__Instructions for the task__: All lines from the one with "of the patterned" to the end need to be copied exactly, with nothing before them.

Object point labels
■ ■ ■ ■ ■

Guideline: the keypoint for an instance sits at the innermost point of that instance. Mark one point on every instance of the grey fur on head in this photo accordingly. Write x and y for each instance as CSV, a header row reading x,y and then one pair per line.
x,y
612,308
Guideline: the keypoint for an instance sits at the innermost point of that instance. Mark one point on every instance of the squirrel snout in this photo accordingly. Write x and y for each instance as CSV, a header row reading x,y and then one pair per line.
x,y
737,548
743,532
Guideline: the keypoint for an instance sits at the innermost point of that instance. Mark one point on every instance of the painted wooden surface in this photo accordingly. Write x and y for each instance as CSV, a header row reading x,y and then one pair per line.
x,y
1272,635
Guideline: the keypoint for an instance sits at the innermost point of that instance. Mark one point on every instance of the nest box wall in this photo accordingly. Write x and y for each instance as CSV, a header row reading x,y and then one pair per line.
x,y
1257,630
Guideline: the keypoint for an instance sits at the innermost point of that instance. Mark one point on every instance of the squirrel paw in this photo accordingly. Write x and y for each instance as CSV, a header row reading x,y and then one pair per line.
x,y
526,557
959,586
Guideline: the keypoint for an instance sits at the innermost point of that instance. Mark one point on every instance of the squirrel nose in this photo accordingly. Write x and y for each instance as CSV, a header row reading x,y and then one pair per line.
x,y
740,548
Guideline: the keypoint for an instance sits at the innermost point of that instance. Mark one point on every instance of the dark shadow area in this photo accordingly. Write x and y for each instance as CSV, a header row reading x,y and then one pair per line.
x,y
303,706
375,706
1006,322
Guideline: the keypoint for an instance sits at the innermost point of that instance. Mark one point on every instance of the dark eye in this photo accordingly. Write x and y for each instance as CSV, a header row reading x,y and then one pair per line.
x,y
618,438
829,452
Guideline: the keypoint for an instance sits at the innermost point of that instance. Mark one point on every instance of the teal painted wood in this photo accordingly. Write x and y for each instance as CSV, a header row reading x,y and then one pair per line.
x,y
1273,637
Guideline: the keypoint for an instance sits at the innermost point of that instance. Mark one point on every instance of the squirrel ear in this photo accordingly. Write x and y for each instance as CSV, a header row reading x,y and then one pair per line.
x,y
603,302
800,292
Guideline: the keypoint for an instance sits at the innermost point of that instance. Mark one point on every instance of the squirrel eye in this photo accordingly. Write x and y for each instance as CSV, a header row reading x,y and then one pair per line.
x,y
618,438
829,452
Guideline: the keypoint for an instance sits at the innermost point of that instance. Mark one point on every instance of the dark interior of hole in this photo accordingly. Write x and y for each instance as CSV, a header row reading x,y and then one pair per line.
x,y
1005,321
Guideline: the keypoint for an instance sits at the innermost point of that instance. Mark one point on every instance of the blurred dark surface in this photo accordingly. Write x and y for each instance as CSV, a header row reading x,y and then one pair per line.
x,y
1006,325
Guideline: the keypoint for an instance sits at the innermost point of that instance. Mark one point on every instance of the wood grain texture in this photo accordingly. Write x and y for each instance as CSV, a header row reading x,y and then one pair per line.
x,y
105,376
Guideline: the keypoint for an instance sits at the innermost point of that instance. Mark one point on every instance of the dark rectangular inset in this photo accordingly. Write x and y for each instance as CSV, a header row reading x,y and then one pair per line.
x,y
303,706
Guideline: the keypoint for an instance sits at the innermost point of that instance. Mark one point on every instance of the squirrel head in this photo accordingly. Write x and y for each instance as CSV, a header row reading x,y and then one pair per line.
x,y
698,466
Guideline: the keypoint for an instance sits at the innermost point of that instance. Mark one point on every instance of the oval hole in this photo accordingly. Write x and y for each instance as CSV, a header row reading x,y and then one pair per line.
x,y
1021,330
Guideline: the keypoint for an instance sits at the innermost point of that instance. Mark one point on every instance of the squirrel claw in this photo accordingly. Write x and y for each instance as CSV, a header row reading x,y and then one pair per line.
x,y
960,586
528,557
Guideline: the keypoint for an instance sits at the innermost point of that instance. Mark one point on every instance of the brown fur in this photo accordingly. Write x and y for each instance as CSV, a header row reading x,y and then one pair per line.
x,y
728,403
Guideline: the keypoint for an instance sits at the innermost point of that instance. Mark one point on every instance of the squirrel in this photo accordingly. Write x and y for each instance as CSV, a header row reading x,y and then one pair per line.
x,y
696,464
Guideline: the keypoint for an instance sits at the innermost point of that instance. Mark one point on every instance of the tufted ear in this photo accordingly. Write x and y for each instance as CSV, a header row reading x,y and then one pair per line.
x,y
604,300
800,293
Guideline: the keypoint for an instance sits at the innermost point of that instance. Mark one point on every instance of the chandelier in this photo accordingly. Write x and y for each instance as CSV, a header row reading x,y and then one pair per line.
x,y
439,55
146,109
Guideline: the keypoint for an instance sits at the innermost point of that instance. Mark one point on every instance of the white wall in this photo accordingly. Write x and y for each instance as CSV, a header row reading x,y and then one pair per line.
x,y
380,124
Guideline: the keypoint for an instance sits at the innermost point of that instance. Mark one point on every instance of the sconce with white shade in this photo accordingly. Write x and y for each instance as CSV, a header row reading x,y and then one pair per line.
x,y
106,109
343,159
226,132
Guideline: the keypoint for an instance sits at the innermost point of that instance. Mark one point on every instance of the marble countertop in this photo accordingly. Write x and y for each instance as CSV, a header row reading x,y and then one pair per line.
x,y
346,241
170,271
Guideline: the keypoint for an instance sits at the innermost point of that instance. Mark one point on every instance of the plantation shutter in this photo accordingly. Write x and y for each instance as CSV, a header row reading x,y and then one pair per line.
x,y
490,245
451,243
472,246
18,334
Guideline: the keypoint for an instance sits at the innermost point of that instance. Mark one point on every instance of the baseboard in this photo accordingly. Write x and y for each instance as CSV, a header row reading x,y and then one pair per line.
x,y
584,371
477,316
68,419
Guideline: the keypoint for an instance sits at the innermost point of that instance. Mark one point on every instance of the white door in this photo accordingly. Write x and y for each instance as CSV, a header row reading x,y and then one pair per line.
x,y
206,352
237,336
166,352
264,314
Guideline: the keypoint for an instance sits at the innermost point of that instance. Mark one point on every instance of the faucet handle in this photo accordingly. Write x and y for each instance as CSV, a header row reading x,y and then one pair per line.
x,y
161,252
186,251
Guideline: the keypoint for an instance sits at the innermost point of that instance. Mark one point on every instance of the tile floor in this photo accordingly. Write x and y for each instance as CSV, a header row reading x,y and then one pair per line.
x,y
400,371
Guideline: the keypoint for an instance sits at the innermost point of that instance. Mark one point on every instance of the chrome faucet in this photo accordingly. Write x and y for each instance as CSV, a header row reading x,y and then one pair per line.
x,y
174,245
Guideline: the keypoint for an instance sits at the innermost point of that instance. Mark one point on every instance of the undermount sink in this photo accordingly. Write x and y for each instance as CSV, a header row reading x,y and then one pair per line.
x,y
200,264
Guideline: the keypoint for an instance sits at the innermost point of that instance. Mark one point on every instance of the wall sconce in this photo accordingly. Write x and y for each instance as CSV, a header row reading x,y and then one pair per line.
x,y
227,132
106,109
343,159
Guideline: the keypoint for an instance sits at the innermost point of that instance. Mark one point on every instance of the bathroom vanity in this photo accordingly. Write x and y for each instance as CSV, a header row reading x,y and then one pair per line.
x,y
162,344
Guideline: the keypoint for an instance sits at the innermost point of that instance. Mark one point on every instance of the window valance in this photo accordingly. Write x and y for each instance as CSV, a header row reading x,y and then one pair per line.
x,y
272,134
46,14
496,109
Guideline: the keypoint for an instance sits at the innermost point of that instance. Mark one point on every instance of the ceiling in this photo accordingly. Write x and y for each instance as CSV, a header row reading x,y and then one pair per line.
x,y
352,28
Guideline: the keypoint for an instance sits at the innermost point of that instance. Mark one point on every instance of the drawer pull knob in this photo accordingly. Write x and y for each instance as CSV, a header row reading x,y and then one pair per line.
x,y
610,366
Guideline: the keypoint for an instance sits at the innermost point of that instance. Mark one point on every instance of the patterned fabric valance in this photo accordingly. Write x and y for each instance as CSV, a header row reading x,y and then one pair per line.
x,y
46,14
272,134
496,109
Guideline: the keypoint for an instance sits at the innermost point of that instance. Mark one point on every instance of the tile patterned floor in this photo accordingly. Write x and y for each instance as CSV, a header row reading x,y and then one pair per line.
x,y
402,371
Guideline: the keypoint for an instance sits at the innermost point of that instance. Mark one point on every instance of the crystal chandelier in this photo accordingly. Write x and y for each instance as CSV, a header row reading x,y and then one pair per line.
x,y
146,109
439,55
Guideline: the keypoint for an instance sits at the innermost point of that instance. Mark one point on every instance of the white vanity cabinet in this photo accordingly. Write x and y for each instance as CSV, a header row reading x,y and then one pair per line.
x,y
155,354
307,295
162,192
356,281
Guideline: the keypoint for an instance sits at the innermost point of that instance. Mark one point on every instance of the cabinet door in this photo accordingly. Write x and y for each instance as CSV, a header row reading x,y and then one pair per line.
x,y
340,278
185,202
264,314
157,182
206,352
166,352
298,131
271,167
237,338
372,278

■ ■ ■ ■ ■

__Final answer__:
Guideline: the keypoint for an instance sits at the innermost point of that instance. Mark one point on every instance of the patterned fabric valance in this photo accordingly. Write x and y for each instance as CSV, a header row reading x,y and then one pair per line.
x,y
46,14
272,134
496,109
Guideline: the keypoint for an instance sits at the innermost point of that instance. Mark one point on every instance of the tile patterned floor in this photo accordingly. Write x and y for each instance as CSV, a header row reading x,y and then one pair per line.
x,y
402,371
Guideline: the keypoint for an instance sits at the innermost point of that instance. Mark one point on every instance of the crystal chandelier in this photo accordingly. Write x and y for each instance as CSV, a header row reading x,y and then one pair per line.
x,y
146,109
439,55
Guideline: the keypoint for an instance sits at the innermost point of that instance. Mark one point on every instance of the white vanity cabinet in this photo accordingly. Write x and y for each instance as CSV, a header row reading x,y and then one pair per line.
x,y
155,354
307,295
162,192
356,281
Guideline: the keypoint for an instance sits at the innermost point of that instance. Mark one point on every instance of the cabinet door in this photo accordingly. Write x and y for each instance as CSV, a header row reading x,y and then one pair per line.
x,y
340,278
185,202
264,314
157,182
206,352
166,352
298,131
271,167
237,338
372,278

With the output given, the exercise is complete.